= DATA SUPPLIED =
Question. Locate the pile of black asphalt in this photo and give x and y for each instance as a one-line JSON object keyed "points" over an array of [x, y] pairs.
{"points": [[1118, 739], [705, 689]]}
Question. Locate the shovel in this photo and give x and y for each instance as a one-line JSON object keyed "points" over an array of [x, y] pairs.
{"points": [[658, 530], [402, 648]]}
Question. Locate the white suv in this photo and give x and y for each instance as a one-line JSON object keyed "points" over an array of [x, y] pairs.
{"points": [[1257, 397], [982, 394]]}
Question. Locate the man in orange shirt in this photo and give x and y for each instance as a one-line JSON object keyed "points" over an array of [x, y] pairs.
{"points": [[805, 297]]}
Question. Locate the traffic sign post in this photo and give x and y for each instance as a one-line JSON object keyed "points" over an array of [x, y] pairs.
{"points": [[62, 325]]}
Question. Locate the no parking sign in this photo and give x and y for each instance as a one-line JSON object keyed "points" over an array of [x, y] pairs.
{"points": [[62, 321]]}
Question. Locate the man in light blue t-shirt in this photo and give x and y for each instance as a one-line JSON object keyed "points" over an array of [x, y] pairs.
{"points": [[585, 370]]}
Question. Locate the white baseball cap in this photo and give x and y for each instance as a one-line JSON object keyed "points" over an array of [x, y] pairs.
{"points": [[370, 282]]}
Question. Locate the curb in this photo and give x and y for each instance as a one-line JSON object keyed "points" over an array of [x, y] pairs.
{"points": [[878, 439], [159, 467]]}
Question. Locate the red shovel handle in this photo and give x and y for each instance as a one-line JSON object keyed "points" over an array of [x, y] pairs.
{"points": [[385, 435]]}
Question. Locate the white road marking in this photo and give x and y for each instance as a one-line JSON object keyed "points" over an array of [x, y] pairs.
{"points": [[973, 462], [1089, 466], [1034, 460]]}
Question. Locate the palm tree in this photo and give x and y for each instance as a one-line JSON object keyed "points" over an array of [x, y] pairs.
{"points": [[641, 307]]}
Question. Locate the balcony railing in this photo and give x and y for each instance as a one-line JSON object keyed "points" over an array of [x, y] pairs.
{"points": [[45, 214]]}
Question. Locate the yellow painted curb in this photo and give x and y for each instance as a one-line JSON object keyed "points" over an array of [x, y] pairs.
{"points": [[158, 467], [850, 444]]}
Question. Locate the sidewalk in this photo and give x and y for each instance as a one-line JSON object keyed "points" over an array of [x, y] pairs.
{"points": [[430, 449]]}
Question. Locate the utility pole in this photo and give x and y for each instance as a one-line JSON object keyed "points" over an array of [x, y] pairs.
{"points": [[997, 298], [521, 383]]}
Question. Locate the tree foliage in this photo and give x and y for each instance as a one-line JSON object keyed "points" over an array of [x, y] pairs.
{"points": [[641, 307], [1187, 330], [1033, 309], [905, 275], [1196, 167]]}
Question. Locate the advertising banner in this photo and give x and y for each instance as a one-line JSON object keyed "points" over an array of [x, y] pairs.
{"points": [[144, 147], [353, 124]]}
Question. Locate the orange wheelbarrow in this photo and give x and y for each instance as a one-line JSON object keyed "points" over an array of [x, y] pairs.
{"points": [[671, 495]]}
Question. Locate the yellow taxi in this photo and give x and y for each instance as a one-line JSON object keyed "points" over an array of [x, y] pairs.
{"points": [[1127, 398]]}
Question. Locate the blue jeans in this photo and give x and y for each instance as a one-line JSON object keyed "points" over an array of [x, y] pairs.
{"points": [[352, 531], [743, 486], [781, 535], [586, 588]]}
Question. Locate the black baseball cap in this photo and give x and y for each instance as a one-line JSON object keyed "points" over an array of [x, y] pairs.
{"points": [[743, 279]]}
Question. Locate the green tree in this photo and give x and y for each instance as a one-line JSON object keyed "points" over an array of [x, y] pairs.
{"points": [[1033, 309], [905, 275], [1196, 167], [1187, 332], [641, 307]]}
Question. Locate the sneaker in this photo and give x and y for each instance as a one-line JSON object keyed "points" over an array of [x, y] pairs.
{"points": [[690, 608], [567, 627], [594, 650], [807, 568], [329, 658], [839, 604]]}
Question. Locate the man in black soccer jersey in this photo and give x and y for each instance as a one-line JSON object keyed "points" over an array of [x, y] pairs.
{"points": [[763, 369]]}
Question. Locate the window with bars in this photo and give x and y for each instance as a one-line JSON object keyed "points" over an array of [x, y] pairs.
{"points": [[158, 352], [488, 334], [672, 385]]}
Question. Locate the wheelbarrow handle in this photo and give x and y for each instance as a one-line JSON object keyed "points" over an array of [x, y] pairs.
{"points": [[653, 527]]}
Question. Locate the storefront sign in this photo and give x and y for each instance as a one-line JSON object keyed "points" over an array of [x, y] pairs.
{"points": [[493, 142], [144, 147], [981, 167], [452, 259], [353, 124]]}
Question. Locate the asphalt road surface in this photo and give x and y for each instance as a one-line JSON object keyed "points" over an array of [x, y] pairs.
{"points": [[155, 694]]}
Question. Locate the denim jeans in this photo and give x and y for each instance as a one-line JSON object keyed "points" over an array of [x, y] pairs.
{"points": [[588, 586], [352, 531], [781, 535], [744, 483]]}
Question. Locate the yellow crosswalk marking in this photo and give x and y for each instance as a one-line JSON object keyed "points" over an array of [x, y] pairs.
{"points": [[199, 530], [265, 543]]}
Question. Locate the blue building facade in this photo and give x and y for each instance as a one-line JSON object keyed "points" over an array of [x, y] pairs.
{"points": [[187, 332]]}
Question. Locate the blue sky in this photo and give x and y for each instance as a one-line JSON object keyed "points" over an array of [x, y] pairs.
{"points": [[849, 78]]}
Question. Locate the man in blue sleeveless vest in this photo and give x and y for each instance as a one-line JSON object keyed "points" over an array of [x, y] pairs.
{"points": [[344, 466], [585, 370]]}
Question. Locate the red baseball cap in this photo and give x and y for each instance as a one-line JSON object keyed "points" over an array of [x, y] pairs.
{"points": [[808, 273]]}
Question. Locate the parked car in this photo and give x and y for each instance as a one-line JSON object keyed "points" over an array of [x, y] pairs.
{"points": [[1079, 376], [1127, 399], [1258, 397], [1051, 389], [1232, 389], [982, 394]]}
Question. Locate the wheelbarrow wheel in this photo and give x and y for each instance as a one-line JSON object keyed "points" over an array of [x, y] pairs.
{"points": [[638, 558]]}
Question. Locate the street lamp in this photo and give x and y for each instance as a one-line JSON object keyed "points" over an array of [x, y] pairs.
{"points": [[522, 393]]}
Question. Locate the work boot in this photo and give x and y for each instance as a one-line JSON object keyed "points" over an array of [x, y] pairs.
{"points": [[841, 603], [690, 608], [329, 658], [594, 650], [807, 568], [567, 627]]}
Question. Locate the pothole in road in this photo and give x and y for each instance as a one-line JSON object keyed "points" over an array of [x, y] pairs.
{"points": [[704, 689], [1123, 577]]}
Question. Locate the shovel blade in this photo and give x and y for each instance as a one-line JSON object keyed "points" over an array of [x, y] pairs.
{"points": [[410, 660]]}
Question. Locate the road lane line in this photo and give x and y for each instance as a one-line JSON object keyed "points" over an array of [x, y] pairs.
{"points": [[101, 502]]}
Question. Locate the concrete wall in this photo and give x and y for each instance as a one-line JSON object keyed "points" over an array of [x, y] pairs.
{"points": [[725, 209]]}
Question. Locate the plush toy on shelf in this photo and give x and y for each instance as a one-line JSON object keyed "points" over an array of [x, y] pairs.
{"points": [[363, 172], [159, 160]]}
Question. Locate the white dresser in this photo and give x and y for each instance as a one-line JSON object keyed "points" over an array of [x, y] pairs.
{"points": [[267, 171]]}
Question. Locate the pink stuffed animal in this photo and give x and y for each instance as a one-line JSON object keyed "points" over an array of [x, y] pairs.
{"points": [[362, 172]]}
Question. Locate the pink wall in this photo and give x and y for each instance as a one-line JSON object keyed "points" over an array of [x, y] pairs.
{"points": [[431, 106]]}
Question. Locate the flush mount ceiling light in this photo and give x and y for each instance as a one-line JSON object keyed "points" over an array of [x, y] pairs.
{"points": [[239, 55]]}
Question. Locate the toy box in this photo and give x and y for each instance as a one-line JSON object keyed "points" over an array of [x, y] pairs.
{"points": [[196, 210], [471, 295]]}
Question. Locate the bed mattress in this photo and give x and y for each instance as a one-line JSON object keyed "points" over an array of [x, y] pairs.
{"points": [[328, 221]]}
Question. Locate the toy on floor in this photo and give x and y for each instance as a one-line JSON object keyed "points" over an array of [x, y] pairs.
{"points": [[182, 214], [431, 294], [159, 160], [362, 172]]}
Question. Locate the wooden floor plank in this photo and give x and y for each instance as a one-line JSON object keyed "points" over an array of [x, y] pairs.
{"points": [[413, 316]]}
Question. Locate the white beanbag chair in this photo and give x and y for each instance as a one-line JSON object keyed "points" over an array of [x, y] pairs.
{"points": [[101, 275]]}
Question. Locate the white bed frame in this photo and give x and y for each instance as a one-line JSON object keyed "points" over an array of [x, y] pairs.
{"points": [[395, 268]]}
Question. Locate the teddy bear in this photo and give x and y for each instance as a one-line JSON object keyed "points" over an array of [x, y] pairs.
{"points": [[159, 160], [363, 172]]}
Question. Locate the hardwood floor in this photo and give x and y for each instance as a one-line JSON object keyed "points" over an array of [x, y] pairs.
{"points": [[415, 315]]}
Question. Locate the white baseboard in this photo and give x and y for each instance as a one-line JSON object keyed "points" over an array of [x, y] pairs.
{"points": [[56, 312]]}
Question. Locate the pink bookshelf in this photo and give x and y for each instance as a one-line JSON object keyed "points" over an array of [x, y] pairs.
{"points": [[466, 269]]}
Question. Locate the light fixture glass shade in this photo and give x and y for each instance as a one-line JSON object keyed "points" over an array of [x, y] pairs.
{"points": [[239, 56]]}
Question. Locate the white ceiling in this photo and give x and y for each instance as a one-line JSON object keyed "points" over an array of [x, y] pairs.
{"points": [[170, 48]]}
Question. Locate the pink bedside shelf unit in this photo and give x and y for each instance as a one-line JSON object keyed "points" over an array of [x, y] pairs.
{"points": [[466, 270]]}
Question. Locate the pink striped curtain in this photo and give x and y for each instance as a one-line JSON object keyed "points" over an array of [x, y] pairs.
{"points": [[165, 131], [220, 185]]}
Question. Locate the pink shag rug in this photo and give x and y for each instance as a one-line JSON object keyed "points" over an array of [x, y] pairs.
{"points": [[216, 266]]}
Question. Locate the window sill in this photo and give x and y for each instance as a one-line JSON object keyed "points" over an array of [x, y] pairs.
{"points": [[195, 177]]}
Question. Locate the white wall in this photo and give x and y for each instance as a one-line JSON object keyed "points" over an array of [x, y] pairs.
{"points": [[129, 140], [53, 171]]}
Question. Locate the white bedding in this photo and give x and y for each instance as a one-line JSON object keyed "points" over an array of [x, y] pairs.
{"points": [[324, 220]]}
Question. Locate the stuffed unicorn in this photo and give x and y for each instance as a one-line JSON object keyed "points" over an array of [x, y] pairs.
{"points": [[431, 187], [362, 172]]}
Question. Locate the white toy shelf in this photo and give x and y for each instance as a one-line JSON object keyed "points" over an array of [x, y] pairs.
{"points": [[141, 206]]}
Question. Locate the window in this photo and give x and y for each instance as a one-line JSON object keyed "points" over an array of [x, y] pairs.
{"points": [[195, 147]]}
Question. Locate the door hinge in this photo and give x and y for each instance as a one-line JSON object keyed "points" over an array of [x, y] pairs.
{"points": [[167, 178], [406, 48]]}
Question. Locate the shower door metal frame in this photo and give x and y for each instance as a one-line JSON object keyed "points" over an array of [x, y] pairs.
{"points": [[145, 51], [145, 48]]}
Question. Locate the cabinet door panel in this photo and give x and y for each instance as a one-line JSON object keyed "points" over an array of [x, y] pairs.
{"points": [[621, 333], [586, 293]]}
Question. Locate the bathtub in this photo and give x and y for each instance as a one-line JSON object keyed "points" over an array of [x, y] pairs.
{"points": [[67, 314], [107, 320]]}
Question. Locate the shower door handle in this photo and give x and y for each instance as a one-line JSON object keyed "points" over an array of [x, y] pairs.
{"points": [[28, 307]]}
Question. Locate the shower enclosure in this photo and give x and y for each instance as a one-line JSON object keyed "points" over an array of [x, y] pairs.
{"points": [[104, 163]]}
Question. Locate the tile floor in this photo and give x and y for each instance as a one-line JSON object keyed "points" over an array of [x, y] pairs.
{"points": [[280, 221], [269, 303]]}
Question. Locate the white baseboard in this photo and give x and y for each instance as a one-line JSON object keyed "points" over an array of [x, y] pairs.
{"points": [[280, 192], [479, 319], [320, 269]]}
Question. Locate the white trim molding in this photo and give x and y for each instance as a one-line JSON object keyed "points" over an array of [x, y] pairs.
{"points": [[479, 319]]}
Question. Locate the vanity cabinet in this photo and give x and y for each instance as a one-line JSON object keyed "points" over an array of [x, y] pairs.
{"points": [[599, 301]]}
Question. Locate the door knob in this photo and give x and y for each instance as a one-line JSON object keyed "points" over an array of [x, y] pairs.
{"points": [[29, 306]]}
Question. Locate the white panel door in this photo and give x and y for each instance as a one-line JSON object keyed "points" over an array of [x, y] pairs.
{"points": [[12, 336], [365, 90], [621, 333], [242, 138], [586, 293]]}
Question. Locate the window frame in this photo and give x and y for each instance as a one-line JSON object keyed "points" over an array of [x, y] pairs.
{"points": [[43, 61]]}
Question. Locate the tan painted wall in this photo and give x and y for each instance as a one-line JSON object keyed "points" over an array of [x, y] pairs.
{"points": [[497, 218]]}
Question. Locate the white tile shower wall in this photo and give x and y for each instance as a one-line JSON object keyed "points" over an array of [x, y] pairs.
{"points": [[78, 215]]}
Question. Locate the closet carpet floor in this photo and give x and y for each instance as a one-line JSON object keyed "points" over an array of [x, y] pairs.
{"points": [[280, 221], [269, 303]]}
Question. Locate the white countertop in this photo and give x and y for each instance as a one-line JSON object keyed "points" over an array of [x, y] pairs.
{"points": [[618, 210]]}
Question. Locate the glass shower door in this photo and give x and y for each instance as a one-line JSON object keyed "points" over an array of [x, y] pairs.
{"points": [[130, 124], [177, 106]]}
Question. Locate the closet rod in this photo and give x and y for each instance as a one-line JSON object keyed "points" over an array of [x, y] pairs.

= DESCRIPTION OF THE TASK =
Print the line with "Question. Locate the glass" and every line after it in the entries above, exactly as written. Leave out all other lines.

= TASK SOLUTION =
Question. Locate the glass shower door in this photo and give x and y for each instance as a one-line JSON object keyed "points" over an array of [x, y] pairs.
{"points": [[130, 124], [177, 106]]}
Question. Locate the closet rod in this photo and give x and y for each instance as a one-line JSON object keyed "points" over an array of [x, y] pairs.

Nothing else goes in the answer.